PROBLEM:
Pick out every line of the items below that contains the string "black", matching case exactly, and copy each one in full.

DATASET ENTRIES:

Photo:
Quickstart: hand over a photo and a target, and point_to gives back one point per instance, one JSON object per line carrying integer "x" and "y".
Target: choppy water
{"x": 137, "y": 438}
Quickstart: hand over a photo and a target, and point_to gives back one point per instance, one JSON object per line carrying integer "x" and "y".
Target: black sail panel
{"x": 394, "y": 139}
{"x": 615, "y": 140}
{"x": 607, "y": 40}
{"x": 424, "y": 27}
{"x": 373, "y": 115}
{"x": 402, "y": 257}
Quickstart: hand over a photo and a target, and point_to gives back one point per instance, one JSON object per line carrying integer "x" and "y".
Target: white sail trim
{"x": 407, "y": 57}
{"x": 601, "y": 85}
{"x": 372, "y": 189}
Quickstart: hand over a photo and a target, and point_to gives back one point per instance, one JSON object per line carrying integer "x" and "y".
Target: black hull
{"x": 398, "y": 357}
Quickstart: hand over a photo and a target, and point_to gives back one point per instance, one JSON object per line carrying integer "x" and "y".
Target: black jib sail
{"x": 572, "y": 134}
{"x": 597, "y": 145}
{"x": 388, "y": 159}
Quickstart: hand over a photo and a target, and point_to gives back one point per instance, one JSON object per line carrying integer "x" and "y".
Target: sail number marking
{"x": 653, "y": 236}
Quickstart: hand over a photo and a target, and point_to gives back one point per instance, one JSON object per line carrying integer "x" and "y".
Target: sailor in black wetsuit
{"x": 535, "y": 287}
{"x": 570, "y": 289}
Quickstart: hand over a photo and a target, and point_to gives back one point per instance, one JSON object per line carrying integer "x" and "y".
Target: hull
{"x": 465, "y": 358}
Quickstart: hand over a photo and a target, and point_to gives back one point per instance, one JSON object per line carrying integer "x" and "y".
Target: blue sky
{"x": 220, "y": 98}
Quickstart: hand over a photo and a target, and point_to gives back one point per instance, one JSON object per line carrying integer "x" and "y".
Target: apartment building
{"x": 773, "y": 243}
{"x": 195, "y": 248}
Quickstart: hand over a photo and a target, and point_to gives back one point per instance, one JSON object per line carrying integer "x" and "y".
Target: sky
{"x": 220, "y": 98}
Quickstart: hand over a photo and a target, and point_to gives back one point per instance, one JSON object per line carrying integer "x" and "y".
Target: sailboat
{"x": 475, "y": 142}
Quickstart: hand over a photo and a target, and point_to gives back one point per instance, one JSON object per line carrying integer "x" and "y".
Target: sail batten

ANSWER:
Target: black sail panel
Target: black hull
Target: black jib sail
Target: sailor in black wetsuit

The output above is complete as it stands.